EXTRACT:
===============

I wrote a
few days ago
about "the cautionary tale of Coudert," but with more
background emerging from Legal Week‘s excellent coverage, some
additional insight into the firm’s truly alarming predicament is possible.

Let me preface all I’m about to say by repeating that I have good friends
at the firm (albeit no inside information), and that it thus pains me
to dwell on what by any lights is now a firm in distress.  But I’m
a big believer in the value of "lessons learned," and hope that some
beneficial ones might be extracted even now, before the next chapter
on Coudert is written.

Tim Newbold, the Legal Week reporter, sets the proper overall
tone when he concludes:  "Coudert’s
current predicament is particularly poignant given the fact that it did
so much to blaze the [international] trail."  That predicament
dates to Coudert’s expansion efforts on continental Europe in the 1990’s.

===============

WHAT YOU NEED TO DO: Copy the full post on Coudert word for word. The data isn't needed for anything here.

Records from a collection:
===============

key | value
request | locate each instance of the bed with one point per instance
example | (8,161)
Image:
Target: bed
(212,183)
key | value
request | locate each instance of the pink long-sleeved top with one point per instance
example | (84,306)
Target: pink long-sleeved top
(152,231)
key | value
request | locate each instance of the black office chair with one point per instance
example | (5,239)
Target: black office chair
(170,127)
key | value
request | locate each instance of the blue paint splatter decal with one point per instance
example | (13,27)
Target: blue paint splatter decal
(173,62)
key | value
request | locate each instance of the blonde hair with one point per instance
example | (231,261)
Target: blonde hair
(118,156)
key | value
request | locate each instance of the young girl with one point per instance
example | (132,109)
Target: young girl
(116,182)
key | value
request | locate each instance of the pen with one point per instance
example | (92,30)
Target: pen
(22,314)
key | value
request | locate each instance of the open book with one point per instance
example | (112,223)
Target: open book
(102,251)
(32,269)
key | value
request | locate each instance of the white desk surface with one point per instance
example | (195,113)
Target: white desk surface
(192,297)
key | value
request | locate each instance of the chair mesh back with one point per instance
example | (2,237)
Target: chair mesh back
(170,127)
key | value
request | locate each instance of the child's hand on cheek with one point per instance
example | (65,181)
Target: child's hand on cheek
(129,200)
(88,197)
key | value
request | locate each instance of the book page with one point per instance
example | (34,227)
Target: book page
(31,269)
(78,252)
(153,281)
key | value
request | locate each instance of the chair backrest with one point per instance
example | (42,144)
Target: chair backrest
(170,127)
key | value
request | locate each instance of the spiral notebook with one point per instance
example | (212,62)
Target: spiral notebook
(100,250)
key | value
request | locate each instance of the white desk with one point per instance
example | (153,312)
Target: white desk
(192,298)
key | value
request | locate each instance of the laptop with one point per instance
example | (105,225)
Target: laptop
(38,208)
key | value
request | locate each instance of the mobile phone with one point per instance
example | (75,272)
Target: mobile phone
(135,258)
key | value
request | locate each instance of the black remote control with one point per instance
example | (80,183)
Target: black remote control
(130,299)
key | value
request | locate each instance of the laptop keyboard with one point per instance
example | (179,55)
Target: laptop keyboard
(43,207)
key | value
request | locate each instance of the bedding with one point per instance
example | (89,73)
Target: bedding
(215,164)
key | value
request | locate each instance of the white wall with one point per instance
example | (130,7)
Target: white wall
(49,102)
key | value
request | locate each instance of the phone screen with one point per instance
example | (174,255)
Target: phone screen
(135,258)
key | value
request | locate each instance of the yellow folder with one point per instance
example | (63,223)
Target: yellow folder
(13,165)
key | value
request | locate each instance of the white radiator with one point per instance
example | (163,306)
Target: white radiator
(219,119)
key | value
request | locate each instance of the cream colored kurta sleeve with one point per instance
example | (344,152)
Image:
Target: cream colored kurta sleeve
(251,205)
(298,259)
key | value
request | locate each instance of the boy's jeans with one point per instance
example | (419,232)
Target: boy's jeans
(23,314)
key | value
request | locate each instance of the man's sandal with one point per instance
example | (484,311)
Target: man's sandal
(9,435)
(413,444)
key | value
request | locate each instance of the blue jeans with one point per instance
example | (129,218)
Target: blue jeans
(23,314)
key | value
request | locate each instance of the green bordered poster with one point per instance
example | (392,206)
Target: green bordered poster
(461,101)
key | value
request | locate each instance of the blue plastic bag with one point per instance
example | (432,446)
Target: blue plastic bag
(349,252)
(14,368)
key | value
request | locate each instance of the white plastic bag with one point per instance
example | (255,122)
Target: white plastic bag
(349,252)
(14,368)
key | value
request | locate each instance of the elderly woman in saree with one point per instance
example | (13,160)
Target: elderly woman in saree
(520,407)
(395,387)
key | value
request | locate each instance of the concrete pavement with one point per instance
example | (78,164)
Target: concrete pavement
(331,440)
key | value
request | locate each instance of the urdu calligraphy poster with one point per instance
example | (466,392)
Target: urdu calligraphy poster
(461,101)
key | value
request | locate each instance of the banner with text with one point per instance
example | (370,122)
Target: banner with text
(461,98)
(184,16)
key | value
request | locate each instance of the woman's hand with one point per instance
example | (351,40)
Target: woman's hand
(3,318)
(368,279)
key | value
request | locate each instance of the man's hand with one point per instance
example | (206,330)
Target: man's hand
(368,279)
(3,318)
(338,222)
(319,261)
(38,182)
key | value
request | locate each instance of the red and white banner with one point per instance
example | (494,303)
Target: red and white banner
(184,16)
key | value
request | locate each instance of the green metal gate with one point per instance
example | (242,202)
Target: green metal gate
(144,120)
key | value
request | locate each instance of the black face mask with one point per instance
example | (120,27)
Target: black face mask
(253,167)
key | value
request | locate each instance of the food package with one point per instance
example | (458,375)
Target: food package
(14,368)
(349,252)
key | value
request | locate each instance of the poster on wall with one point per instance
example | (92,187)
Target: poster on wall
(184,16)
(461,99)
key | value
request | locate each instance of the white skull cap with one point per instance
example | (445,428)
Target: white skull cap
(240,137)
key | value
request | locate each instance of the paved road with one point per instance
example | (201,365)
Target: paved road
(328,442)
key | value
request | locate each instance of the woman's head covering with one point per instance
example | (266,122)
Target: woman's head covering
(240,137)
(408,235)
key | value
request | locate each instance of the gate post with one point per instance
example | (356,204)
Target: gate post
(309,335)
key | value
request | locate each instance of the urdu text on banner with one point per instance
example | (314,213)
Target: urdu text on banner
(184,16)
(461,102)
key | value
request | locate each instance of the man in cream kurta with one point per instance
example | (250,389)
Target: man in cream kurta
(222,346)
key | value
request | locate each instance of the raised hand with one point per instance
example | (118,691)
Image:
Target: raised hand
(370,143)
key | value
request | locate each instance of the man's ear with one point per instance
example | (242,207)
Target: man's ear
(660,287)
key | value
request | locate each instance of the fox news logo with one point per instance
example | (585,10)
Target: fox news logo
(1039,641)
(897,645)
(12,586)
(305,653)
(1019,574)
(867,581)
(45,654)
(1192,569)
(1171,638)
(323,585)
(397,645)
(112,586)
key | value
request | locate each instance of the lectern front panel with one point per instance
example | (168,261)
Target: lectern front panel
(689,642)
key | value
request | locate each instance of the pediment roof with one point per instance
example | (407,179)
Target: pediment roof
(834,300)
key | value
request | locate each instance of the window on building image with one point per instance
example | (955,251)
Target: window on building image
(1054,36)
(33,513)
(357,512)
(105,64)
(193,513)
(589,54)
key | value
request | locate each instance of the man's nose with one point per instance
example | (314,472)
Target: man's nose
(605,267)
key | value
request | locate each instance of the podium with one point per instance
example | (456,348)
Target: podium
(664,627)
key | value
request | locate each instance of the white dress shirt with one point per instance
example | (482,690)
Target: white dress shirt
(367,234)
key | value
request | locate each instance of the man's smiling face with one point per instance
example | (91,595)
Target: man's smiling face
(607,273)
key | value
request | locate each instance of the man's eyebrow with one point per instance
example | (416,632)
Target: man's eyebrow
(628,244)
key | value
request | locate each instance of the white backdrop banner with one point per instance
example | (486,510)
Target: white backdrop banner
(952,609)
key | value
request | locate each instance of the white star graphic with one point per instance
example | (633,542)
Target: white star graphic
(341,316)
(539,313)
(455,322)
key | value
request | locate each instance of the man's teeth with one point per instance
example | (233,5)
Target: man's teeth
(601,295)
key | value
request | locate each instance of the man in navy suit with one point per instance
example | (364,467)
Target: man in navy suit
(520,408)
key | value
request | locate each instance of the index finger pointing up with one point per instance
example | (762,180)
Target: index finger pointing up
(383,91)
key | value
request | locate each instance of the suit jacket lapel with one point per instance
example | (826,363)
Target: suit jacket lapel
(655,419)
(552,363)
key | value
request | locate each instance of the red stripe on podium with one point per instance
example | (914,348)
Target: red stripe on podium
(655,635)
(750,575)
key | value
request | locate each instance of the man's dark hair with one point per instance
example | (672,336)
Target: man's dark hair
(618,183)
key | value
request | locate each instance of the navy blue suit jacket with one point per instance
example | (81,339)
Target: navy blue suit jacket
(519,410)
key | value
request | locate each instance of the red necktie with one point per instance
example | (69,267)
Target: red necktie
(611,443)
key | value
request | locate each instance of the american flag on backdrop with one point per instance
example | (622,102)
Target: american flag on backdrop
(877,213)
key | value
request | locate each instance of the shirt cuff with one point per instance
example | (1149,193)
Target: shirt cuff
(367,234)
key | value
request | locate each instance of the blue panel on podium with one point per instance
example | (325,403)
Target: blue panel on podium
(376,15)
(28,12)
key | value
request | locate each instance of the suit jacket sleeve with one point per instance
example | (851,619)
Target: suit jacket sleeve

===============

RESPONSE:
I wrote a
few days ago
about "the cautionary tale of Coudert," but with more
background emerging from Legal Week‘s excellent coverage, some
additional insight into the firm’s truly alarming predicament is possible.

Let me preface all I’m about to say by repeating that I have good friends
at the firm (albeit no inside information), and that it thus pains me
to dwell on what by any lights is now a firm in distress.  But I’m
a big believer in the value of "lessons learned," and hope that some
beneficial ones might be extracted even now, before the next chapter
on Coudert is written.

Tim Newbold, the Legal Week reporter, sets the proper overall
tone when he concludes:  "Coudert’s
current predicament is particularly poignant given the fact that it did
so much to blaze the [international] trail."  That predicament
dates to Coudert’s expansion efforts on continental Europe in the 1990’s.